# PAGE TEXT:
········

Focusing on either aerobic conditioning or resistance training – especially moves that target the quadriceps muscles, which help support the knee – is the most effective exercise approach for reducing pain from knee osteoarthritis (OA), according to a 2014 study published in Arthritis & Rheumatism.
Experts have long known that exercise can help reduce pain and improve function for people with knee OA. But what type of exercise is best, and how much, are subject to debate. The new study, an analysis of 48 previously published trials, aimed to provide answers.
The researchers looked at randomized controlled trials (the highest-quality type of study) designed to evaluate exercise in people with knee osteoarthritis. Some of the trials involved aerobic exercise (such as walking, cycling or swimming), some involved strength training, and some involved both types of exercise performed during the same session.
Most trials showed a positive effect on pain and disability, reducing pain by almost 20 percent on average, a “small but important” effect, says study co-author Carsten Juhl, PhD, of the Department of Sports Science and Clinical Biomechanics at the University of Southern Denmark. But exercise programs that focused on either aerobic exercise or strength training worked best; those that combined both approaches were less effective.

········

# DATASET EXCERPTS:
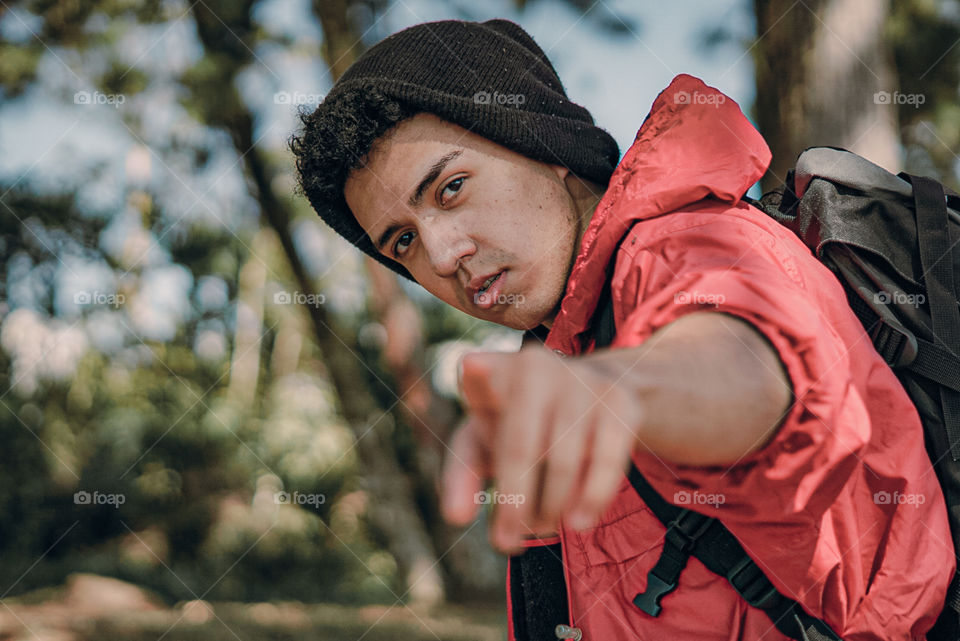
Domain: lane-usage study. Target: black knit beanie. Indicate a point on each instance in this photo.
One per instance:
(490, 78)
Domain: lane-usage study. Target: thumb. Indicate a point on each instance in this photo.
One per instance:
(482, 379)
(465, 472)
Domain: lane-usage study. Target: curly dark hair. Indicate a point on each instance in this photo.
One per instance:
(335, 140)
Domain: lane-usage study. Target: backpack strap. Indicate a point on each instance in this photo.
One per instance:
(707, 539)
(936, 259)
(691, 533)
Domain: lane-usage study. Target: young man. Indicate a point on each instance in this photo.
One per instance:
(739, 382)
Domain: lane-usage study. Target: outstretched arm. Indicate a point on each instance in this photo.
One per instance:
(556, 434)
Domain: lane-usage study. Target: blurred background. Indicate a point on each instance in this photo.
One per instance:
(220, 421)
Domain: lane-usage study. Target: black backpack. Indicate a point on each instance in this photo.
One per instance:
(890, 240)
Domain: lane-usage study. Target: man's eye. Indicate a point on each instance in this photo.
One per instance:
(453, 187)
(401, 245)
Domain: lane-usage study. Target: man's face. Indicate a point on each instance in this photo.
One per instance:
(455, 209)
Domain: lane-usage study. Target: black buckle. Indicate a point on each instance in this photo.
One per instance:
(895, 343)
(649, 600)
(751, 583)
(681, 537)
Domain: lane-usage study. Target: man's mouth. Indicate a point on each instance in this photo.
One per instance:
(488, 282)
(487, 293)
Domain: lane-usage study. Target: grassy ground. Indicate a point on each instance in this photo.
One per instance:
(93, 608)
(300, 623)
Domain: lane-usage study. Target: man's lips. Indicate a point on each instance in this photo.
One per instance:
(485, 299)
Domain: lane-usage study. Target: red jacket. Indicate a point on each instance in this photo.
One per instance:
(841, 508)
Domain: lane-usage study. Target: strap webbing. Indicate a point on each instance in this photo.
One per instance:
(722, 554)
(690, 533)
(933, 234)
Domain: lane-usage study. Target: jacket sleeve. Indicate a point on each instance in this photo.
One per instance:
(737, 267)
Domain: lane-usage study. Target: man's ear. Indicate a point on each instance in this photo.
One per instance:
(561, 172)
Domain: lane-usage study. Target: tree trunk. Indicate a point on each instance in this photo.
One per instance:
(392, 512)
(821, 68)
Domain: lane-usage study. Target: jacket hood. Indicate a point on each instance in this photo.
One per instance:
(695, 143)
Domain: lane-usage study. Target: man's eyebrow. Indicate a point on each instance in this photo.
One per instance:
(430, 176)
(417, 197)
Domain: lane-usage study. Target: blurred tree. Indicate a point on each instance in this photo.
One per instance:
(875, 77)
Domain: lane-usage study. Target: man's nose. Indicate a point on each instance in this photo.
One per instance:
(446, 246)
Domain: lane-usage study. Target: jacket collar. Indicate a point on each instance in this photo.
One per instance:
(695, 143)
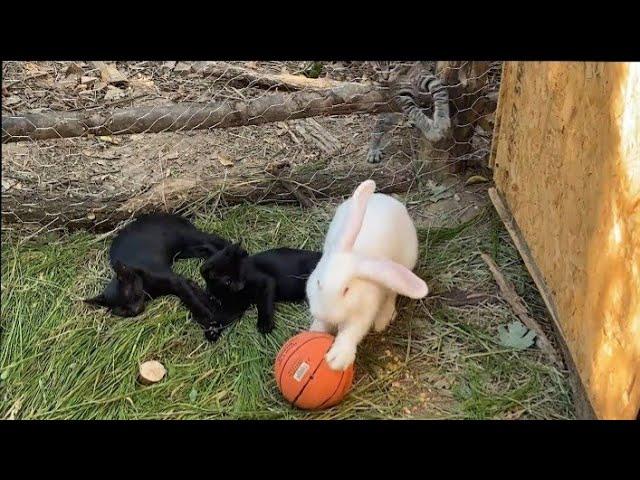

········

# ACTIVITY A:
Say whether each statement agrees with the knee osteoarthritis exercise text, answering yes or no and quoting the words of the text that decide it. (i) The study analyzed 48 previously published trials. (ii) Programs that combined aerobic exercise and strength training were the most effective. (iii) On average, exercise cut pain roughly in half.
# ACTIVITY B:
Proceed with the knee osteoarthritis exercise text, picking up after its final sentence.

# TASK OUTPUT A:
(i) Yes: "an analysis of 48 previously published trials"
(ii) No: "those that combined both approaches were less effective"
(iii) No: "reducing pain by almost 20 percent on average"

# TASK OUTPUT B:
The researchers aren’t sure why. They theorize that people who follow mixed programs might not get enough of either type of exercise to achieve the maximum benefit. Something may also be happening at the molecular level to decrease the body’s response to both types of exercise, they say.
“I was surprised that we found that interventions with different types of exercise within the same exercise session were less effective than sessions with only a single exercise type, and I think that this should be investigated in direct comparisons,” says Juhl.
None of the trials examined in the current study looked at performing aerobic exercise on some days and strength training on others, says Juhl. Yet that is what public health experts recommend for people with OA, both for their joints and their overall health, says Leigh F. Callahan, PhD, professor of medicine at the Thurston Arthritis Research Center at the University of North Carolina at Chapel Hill. The general guidelines recommended by the Centers for Disease Control and Prevention (CDC) call for 150 minutes per week of accumulated moderate aerobic activity and strength training two or three times a week.
The study also showed that more frequent exercise is better than less. Three supervised sessions per week provided more benefits than two sessions. But while doing aerobic exercise more often boosted the benefits, increasing the intensity didn’t seem to. When it came to strength training, routines that focused on strengthening the quadriceps (the large group of muscles in the upper leg) were more effective than those that focused on the legs in general.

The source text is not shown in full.